== Document extract ==
Meanwhile, in the affairs of Germany and of Europe the character of Karl August gave him an influence out of all proportion to his position as a sovereign prince. He had early faced the problem presented by the decay of the Empire, and began to work for the unity of Germany. The plans of the emperor Joseph II., which threatened to absorb a great part of Germany into the heterogeneous Habsburg monarchy, threw him into the arms of Prussia, and he was the prime mover in the establishment of the league of princes (Furstenbund) in 1785, by which, under the leadership of Frederick the Great, Joseph’s intrigues were frustrated. He was, however, under no illusion as to the power of Austria, and he wisely refused the offer of the Hungarian crown, made to him in 1787 by Prussia at the instance of the Magyar malcontents, with the dry remark that he had no desire to be another “Winter King.” In 1788 Karl August took service in the Prussian army as major-general in active command of a regiment. As such he was present, with Goethe, at the cannonade of Valmy in 1792, and in 1794 at the siege of Mainz and the battles of Pirmasenz (September 14) and Kaiserslautern (October 28-30). After this, dissatisfied with the attitude of the powers, he resigned; but rejoined on the accession of his friend King Frederick William III. to the Prussian throne. The disastrous campaign of Jena (1806) followed; on the 14th of October, the day after the battle, Weimar was sacked; and Karl August, to prevent the confiscation of his territories, was forced to join the Confederation of the Rhine. From this time till after the Moscow campaign of 1812 his contingent fought under the French flag in all Napoleon’s wars. In 1813, however, he joined the Grand Alliance, and at the beginning of 1814 took the command of a corps of 30,000 men operating in the Netherlands.

== Extracted data ==
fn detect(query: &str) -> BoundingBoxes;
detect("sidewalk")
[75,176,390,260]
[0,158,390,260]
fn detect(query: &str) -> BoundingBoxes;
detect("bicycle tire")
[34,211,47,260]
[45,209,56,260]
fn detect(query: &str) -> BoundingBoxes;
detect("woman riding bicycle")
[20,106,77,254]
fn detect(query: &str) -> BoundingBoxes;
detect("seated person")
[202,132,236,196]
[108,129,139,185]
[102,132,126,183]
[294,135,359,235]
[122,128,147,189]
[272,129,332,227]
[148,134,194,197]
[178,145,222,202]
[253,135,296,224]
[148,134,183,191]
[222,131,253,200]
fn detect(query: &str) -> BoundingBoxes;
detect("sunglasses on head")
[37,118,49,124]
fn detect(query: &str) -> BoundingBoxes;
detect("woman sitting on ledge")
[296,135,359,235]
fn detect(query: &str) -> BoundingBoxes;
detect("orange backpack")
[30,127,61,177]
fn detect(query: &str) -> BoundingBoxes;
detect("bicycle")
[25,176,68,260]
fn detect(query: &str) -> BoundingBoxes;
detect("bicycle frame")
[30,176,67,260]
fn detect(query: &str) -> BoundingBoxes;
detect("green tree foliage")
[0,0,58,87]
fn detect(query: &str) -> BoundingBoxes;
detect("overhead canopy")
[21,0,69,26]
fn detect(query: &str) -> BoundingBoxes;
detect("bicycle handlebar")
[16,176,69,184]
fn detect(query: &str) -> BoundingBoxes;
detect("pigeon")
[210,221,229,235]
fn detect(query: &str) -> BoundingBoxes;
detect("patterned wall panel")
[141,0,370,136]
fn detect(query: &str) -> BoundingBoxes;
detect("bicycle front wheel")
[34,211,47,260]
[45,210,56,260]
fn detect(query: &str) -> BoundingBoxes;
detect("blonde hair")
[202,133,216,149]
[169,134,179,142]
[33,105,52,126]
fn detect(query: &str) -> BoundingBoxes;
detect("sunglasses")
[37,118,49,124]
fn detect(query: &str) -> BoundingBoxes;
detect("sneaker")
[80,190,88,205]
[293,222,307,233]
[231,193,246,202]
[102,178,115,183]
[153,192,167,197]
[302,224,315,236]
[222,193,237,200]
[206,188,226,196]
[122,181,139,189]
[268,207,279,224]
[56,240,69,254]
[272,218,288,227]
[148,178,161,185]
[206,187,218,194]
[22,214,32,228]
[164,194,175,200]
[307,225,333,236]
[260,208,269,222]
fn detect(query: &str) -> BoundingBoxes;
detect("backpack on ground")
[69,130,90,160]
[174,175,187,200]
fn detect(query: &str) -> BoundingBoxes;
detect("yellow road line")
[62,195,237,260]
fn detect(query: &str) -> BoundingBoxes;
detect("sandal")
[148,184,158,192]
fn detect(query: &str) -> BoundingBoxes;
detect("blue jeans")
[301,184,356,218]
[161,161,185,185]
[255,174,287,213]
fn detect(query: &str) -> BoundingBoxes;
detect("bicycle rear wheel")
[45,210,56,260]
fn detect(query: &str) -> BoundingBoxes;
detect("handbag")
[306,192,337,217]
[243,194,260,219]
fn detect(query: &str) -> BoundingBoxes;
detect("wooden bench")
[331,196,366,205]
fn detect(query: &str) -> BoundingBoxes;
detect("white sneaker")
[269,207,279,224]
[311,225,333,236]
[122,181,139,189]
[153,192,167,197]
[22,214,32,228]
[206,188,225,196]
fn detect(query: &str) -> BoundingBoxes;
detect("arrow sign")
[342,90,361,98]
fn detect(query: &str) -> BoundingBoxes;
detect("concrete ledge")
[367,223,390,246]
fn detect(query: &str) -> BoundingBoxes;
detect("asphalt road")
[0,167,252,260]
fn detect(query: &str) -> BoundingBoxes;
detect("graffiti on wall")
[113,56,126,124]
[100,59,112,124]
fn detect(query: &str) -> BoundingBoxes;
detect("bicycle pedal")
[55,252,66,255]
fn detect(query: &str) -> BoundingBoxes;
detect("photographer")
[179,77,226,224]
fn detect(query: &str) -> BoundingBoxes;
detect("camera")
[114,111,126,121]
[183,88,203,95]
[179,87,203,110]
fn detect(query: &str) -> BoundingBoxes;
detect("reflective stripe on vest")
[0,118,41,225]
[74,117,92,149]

== Stated goal ==
From the passage on Karl August, list every military engagement he is said to have been present at, with the year of each.

== Result for this task ==
Karl August was present at the cannonade of Valmy in 1792. In 1794 he was present at the siege of Mainz, the battle of Pirmasenz (September 14) and the battle of Kaiserslautern (October 28-30).